## What to work on
[1] What name does the thesis summary give to the phylum Chloroflexota together with its neighboring taxa?
[2] Which genes does the thesis summary list as included among the novel versions of well-characterized proteins found in the first chapter?
[3] Go on with the thesis summary from where it stops.

## Passage
As a Ph.D. Candidate at the University of California, Berkeley, working in the lab of Dr. Jillian Banfield, I have dedicated my Ph.D. to the discovery and investigation of novel genes, proteins, and microbial taxa, as well as their relationship to ecologically relevant metabolic processes, through a combination of established and novel bioinformatic approaches, including the development of several novel tools and workflows.The first chapter of this thesis investigates the phylogenetic structure and metabolic capacities of various clades of the phylum Chloroflexota and its neighboring taxa, named the Chloroflexi supergroup. Notably, this analysis revealed numerous novel versions of well-characterized proteins with distinct biochemical capacity, as confirmed by subsequent analyses by other groups utilizing this data. These genes include RuBisCO, a key gene in the most predominant method of CO2 fixation on Earth, the Calvin-Benson-Bassham cycle, a novel variant of type 3 NiFe hydrogenase, and an expanded distribution of a fused photosystem reaction center protein unique to the phylum Chloroflexota. This work was published on biorXiv and is in preparation for resubmission.

Records from a collection:
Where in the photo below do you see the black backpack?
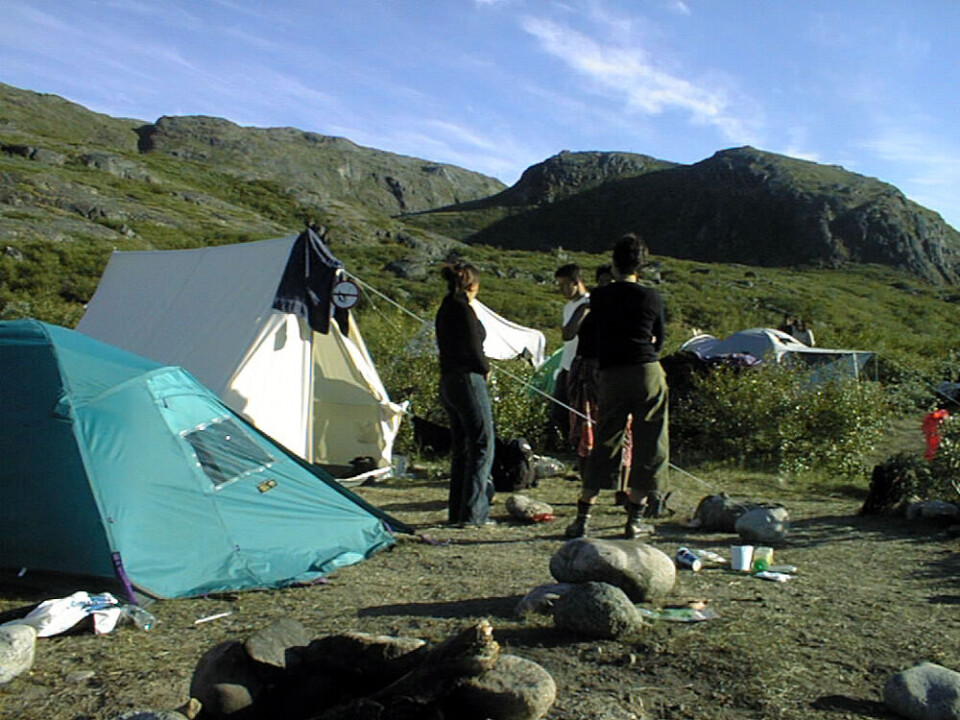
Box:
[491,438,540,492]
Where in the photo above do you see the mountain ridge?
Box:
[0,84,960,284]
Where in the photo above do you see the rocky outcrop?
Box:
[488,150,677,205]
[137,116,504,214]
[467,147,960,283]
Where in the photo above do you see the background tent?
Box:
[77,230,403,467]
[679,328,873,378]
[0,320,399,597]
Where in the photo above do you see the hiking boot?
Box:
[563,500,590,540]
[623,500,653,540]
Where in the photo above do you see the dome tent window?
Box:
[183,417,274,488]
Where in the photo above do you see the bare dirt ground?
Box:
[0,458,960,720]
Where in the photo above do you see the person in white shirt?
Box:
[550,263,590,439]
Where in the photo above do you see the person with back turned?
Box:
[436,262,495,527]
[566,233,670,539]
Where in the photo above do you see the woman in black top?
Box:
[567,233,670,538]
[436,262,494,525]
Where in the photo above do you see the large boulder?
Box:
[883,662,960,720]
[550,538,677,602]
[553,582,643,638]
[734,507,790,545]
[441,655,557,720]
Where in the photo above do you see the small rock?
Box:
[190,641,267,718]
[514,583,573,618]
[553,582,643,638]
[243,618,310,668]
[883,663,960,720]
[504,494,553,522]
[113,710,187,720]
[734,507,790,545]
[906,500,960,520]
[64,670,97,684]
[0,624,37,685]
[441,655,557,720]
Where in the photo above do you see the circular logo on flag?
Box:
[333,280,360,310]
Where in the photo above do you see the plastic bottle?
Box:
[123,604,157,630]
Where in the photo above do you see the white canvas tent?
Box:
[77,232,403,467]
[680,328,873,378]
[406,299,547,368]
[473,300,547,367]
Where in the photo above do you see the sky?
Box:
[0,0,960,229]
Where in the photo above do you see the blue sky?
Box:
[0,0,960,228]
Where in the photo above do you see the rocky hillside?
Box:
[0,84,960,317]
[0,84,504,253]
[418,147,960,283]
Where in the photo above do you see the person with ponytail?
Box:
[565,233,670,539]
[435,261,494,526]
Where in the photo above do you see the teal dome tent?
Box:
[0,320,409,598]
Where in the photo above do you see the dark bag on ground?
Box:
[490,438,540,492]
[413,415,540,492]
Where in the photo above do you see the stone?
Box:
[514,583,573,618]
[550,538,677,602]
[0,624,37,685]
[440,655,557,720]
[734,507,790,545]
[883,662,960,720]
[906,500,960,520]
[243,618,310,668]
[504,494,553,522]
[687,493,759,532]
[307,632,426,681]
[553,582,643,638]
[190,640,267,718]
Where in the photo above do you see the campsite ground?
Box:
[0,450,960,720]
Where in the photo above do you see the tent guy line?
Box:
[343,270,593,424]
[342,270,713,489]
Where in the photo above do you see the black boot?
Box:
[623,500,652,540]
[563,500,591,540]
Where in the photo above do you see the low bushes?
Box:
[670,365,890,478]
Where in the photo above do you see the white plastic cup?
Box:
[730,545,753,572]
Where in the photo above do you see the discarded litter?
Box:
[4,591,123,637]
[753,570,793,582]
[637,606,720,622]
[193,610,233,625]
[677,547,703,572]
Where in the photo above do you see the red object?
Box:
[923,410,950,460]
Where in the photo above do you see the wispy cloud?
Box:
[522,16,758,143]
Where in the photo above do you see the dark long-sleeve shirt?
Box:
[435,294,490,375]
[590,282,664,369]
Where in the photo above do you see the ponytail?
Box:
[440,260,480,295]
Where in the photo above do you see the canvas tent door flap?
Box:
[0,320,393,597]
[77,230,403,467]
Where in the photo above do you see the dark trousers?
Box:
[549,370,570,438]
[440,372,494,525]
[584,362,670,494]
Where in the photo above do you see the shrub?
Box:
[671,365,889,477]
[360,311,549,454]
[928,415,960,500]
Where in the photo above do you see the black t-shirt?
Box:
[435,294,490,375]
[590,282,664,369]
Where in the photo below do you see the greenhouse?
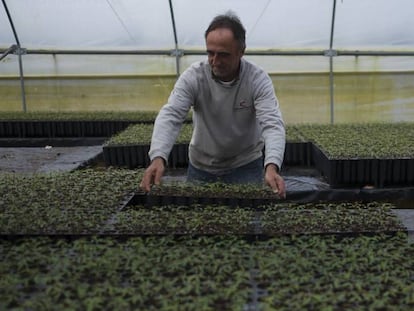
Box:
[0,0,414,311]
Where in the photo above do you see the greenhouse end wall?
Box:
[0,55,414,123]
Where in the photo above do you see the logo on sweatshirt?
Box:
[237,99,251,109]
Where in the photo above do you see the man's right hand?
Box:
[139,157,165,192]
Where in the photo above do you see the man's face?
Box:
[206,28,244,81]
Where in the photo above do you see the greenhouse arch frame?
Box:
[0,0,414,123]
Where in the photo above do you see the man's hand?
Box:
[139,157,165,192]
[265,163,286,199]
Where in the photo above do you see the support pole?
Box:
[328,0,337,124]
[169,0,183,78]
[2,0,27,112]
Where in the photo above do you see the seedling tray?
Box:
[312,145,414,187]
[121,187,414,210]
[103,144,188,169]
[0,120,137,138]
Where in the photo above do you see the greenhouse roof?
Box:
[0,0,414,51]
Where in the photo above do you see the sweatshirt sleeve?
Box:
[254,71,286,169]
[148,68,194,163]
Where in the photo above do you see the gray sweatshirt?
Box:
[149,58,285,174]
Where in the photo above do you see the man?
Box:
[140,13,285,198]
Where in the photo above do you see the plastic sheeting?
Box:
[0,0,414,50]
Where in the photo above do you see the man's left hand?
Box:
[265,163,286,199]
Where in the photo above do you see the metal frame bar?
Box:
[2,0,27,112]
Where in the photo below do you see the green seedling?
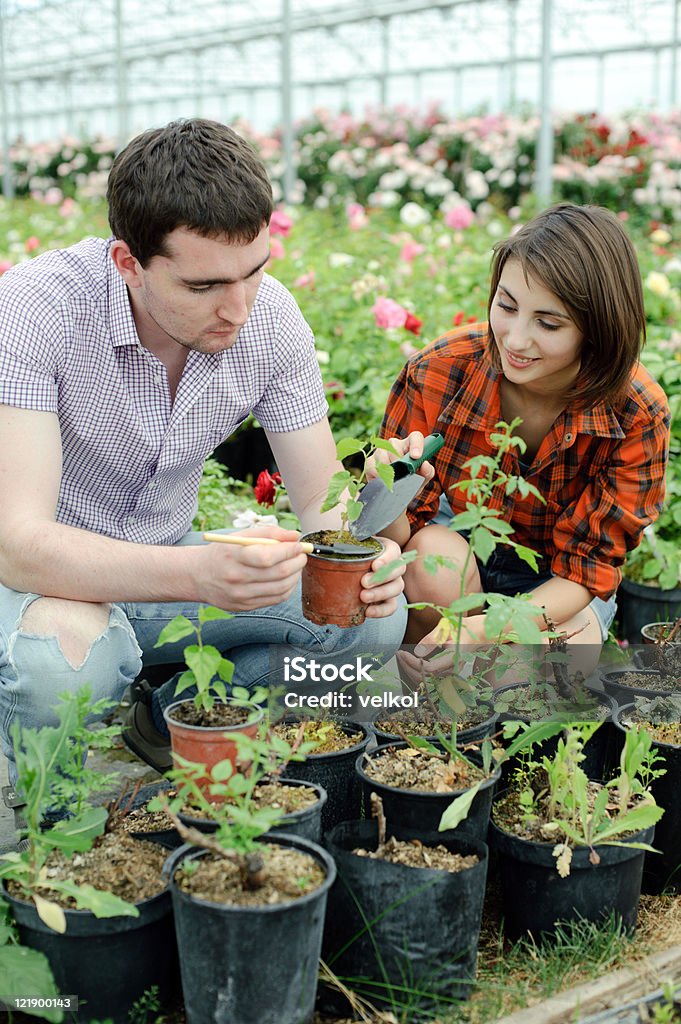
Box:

## Task-by-task answers
[1] The Chloroflexi supergroup.

[2]
- RuBisCO
- A novel variant of type 3 NiFe hydrogenase
- A fused photosystem reaction center protein unique to the phylum Chloroflexota

[3]
The second chapter describes, through a genome-resolved metatranscriptomics approach, the actively expressed metabolic functions of soil microbial communities in a montane hillslope in the East River watershed SFA, Crested Butte, CO, USA. Notably, we find evidence that microbial communities in the soil are stratified into distinct ecosystem subtypes in the shallow hillslope soil, the subsurface below 2m depth, and in perennially submerged soils near to a river. Key taxa are indicative of each ecosystem subtype. The shallow hillslope soil, from a sampling depth of 5 to 80 cm, is characterized by high rates of mRNA expression by Thaumarchaeota, which in spite of their low genomic abundance are the most highly expressing organisms in these samples. The subsurface samples, below 80cm depth, are characterized by methane and alkane oxidizing Actinobacteriota, as well as Archaeal phyla such as Thermoproteota which are not found elsewhere in the hillslope. The perennially submerged soils, located proximal to the East River, notably show the highest rate of transcription for genes involved in fixation of important gasses such as carbon dioxide and dinitrogen, and show high taxonomic similarity to samples taken from river meander soils at this site despite being much higher in elevation. This work has been submitted to Microbiome for review.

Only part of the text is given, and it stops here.